Once you reach the line that holds "Expected: a point inside each instance of the blue shirt" in the listing below, output it and every line after it through the line that holds "point(143, 184)", word for word.

** Data shown follows **

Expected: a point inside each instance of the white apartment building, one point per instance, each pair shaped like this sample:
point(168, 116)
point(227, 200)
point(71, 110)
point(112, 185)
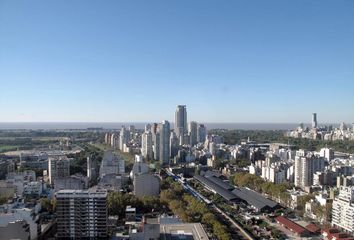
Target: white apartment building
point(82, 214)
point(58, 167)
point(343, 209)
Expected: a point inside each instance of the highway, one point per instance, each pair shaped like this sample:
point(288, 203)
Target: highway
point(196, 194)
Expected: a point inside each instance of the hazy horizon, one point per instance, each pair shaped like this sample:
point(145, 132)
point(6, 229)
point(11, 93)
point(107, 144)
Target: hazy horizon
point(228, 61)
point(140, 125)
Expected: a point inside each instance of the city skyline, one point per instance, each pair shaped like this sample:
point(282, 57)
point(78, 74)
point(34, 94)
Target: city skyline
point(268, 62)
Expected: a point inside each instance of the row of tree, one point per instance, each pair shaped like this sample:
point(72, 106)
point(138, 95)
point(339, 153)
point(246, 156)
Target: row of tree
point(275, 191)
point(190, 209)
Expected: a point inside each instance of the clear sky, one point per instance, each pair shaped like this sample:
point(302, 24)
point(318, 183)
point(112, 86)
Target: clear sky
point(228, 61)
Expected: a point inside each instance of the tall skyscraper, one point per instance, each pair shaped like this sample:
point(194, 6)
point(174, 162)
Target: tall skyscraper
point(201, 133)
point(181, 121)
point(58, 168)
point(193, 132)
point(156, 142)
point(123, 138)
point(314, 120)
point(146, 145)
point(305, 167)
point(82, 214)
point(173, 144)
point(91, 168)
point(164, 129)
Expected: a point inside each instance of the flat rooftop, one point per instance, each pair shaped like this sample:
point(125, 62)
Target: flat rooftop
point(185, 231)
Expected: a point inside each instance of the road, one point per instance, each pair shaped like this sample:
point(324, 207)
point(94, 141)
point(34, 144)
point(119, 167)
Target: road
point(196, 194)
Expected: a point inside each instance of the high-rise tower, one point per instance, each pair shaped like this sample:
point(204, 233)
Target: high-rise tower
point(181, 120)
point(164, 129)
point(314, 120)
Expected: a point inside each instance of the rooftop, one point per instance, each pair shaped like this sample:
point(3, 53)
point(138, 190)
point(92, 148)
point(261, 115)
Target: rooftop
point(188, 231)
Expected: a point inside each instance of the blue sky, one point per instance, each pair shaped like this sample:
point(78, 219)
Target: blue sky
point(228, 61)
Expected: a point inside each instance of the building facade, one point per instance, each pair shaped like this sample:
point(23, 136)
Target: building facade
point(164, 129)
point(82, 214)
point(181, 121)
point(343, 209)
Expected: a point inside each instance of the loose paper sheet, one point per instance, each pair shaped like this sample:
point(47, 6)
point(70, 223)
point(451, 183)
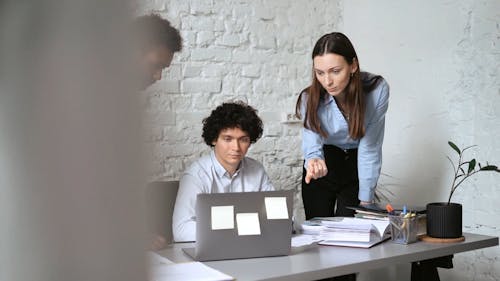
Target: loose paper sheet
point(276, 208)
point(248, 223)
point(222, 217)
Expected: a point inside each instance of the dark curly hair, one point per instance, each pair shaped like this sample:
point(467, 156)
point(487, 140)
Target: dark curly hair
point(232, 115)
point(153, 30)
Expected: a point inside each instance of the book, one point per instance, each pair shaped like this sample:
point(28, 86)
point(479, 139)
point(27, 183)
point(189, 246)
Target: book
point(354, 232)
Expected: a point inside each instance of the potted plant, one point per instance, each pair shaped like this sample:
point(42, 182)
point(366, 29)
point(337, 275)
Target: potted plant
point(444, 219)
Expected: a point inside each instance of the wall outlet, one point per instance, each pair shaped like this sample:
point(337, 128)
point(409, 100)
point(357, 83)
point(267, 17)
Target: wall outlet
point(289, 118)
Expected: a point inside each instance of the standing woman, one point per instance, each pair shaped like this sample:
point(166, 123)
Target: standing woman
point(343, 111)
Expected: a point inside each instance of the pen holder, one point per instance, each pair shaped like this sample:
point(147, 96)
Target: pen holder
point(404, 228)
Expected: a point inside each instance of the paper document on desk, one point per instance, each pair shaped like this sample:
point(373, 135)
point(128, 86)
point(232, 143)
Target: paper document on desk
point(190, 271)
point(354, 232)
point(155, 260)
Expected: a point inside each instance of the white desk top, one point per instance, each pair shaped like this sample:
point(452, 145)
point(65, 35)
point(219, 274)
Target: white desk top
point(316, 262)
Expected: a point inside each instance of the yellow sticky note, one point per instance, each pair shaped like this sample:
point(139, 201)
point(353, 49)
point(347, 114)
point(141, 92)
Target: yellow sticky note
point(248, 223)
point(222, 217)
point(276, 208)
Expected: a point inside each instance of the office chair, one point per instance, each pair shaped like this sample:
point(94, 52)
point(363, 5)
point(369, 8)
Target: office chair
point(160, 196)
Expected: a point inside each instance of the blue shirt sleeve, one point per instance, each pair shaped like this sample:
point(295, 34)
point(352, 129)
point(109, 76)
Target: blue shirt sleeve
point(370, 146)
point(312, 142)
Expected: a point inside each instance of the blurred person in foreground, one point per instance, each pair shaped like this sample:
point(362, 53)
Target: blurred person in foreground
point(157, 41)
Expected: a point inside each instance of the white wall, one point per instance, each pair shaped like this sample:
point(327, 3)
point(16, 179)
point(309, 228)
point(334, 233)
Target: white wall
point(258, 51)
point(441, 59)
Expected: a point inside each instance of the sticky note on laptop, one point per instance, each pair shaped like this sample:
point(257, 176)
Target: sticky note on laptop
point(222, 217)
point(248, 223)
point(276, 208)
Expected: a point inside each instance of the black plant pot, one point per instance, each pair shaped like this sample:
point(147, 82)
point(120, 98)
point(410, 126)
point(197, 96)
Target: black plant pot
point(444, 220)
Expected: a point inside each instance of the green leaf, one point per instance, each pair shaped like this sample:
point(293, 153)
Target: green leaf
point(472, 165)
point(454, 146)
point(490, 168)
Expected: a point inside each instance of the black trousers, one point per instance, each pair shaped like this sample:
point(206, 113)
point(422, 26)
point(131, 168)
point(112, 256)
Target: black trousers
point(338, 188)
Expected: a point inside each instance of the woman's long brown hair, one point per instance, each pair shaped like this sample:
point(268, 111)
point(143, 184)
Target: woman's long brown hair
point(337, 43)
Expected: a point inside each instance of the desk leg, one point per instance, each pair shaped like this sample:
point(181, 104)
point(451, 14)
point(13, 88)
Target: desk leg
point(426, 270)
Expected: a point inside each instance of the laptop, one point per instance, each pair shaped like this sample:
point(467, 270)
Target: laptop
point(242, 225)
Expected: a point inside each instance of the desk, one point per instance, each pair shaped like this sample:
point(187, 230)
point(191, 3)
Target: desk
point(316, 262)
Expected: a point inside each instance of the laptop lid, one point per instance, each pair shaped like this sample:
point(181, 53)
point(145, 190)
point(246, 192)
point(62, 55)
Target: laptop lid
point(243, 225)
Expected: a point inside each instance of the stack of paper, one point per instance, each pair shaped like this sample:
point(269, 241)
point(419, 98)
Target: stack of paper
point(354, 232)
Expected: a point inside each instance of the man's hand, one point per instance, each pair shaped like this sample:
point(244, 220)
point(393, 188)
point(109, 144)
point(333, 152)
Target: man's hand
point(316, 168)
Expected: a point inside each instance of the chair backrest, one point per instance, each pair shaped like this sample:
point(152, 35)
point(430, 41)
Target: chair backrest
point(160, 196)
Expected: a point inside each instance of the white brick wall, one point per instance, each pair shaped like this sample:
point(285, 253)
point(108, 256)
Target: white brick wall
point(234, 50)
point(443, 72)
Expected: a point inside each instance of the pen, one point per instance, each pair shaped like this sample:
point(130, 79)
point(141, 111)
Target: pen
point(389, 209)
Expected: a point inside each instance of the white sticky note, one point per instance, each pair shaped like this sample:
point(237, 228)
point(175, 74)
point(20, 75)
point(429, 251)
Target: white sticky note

** End of Data shown **

Exercise output:
Expected: a point inside each instance of the blue shirt sleeve, one point per instance, each pair shaped like this sample:
point(295, 34)
point(352, 129)
point(109, 76)
Target: blue shirt sleeve
point(370, 146)
point(312, 142)
Expected: a point inside each instance of the blurred person in foreground, one point per instance, each pair shaped like this sample:
point(362, 53)
Target: blurred person in foreground
point(157, 41)
Expected: a point inside each instance of the white wall, one point per instance, each pair shaped like this sample:
point(327, 3)
point(16, 179)
point(309, 228)
point(334, 233)
Target: white wall
point(258, 51)
point(441, 59)
Expected: a point inside each instance of the sticky note on laptop, one point per instance, each pair shaped like this sample:
point(257, 176)
Target: sticky note on laptop
point(222, 217)
point(248, 223)
point(276, 208)
Expected: a point inside each instance of the black plant pot, one point per instance, each pair shaped like this sample:
point(147, 82)
point(120, 98)
point(410, 126)
point(197, 96)
Target: black plant pot
point(444, 220)
Expected: a point inside each instance of the green leaf, one point per instance, each pair shaped like this sample:
point(293, 153)
Target: green leaf
point(472, 165)
point(454, 146)
point(490, 168)
Expected: a point inside each instance of the black trousers, one point per instance, each pair shaped like this sample:
point(206, 113)
point(422, 26)
point(131, 168)
point(112, 256)
Target: black trousers
point(338, 188)
Expected: a point inside each instance of the woman's long brown hair, one point per instance, each pair shaped like this sample:
point(268, 111)
point(143, 184)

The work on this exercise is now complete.